**YOUR INSTRUCTIONS**
Write out the following listing's lines from the one with "toenail in this photo." to the one with "fabric in this photo.", exactly, with both included and no others.

**RECORD SET**
=== Section Start ===

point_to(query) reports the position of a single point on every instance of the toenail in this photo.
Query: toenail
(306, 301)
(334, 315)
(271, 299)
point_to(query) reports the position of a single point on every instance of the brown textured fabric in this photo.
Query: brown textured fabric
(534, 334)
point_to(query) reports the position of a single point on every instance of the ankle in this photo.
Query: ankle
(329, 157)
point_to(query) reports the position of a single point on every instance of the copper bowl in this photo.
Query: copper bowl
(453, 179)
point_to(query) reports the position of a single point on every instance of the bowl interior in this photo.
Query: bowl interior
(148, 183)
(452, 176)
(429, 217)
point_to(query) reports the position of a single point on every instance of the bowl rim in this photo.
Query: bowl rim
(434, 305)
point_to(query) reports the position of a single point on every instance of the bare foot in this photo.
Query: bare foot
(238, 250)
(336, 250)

=== Section End ===
=== Section Start ===

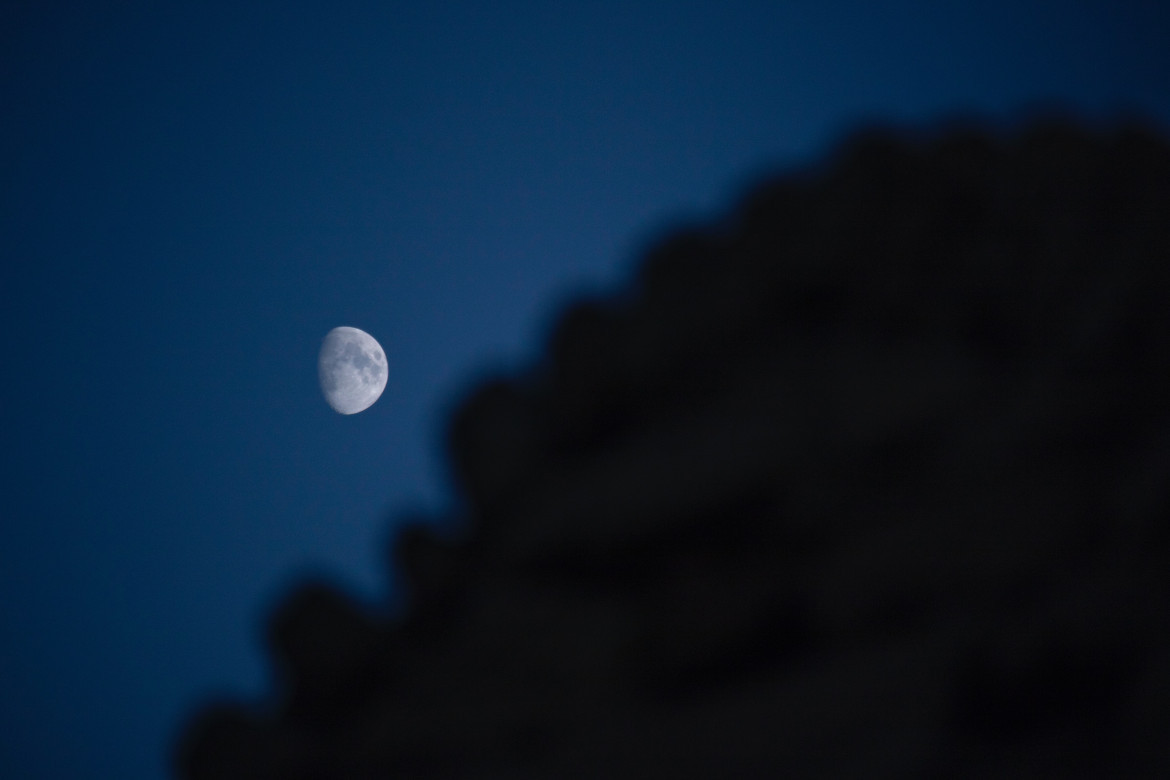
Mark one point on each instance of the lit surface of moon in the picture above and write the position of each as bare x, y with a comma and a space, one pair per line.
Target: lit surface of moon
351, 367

=== Section End ===

**REPLY**
point_to(query) reports the position of a single point on every instance of the toenail in this photo.
Query: toenail
(306, 301)
(334, 315)
(271, 299)
point_to(query) reports the position of a single point on every instance of the brown textured fabric in this photo.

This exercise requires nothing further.